Source extract:
As a result, operating loss was $6.2 million, or an operating margin of negative 15.4%, for the first quarter. This is a significant improvement compared to an operating loss of $8.1 million, or an operating margin of negative 26.5% in the same period last year. As you know, foreign exchange gains and losses can fluctuate.
During the quarter, we had financial income of $469,000 compared to financial income of $645,000 in Q1 '16, primarily due to larger foreign exchange gain.
Our guidance does not consider any additional potential impact to financial and other income and expense associated with foreign exchange gains or losses, as we do not estimate the movements in foreign exchange currency rates.
Net loss was $6.1 million for the first quarter of 2017 or a loss of $0.23 per basic and diluted share compared to net loss of $7.6 million or a loss of $0.29 per basic and diluted share for the first quarter of 2016. This is based on 27 million and 26.1 million basic and diluted common shares outstanding for Q1 '17 and Q1 '16, respectively.
Looking at the balance sheet, we ended the quarter with approximately $121.3 million in cash, cash equivalents and short-term deposits. During the quarter, we generated positive operating cash flow of 8.3 million compared with 5.4 million in Q1 '16.
We ended the quarter with 1,148 employees, a 16% increase from 989 at the end of the first quarter 2016. In comparison to the prior quarter, we added 50 additional employees. We have continued to increase our headcount to grow the business and realize productivity improvements as we scale.
Moving to guidance, for the second quarter of 2017, we expect total revenues of $47 million to $47.8 million. We expect our non-GAAP operating loss to range between $2 million and $1.6 million, and non-GAAP loss per basic and diluted share of $0.09 to $0.08.
This assumes a tax provision of $300,000 to $500,000 and 27.2 million basic and diluted common shares outstanding. For the full year 2017, we are raising both our revenues and profit guidance and are pleased that we are now expecting to deliver non-GAAP operating profit.
We now expect total revenues in the range of $201 million to $204 million, representing year-over-year growth of approximately 22% to 24%. We expect our non-GAAP operating income to be in the range of breakeven to $1.5 million and non-GAAP net loss per basic share of $0.03 to a non-GAAP net income per diluted share of $0.01.
This assumes a tax provision of $1.4 million to $1.7 million. It also assumes 27.2 million basic and 30.5 million diluted common shares outstanding. We also continue to expect to generate positive cash flow from operations for 2017.
In closing, Q1 was a strong start to the year, and we are pleased with the growing market awareness and adoption of our products.
The investments in the business are paying off as evidenced by the strong Q1 cash flow from operations, positive trends in the customer satisfaction metrics and the leverage in the business, enabling us to provide non-GAAP operating profit guidance for the full 2017 year. With that, we'll be happy to take questions.
Operator?.
[Operator Instructions] Our first question is coming from the line of Gur Talpaz with Stifel..
So Yaki, I wanted to ask about GDPR. You talked a lot about it on the call, but perhaps you could elaborate a bit and tell us how you're positioned here to take advantage of it.
Now are you starting to see any sort of impact yet from GDPR? Or is it still a bit too early?.

Dataset:
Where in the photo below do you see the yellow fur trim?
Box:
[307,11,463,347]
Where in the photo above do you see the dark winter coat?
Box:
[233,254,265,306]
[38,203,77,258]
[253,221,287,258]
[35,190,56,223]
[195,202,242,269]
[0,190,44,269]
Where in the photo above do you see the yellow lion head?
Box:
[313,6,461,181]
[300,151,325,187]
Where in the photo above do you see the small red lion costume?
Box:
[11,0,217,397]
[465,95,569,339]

Task statement: Reproduce the stretch of the earnings call excerpt from "This assumes a tax provision of $1.4" through "Talpaz with Stifel..", word for word. The rows play no part in what comes next.

Completed task:
This assumes a tax provision of $1.4 million to $1.7 million. It also assumes 27.2 million basic and 30.5 million diluted common shares outstanding. We also continue to expect to generate positive cash flow from operations for 2017.
In closing, Q1 was a strong start to the year, and we are pleased with the growing market awareness and adoption of our products.
The investments in the business are paying off as evidenced by the strong Q1 cash flow from operations, positive trends in the customer satisfaction metrics and the leverage in the business, enabling us to provide non-GAAP operating profit guidance for the full 2017 year. With that, we'll be happy to take questions.
Operator?.
[Operator Instructions] Our first question is coming from the line of Gur Talpaz with Stifel..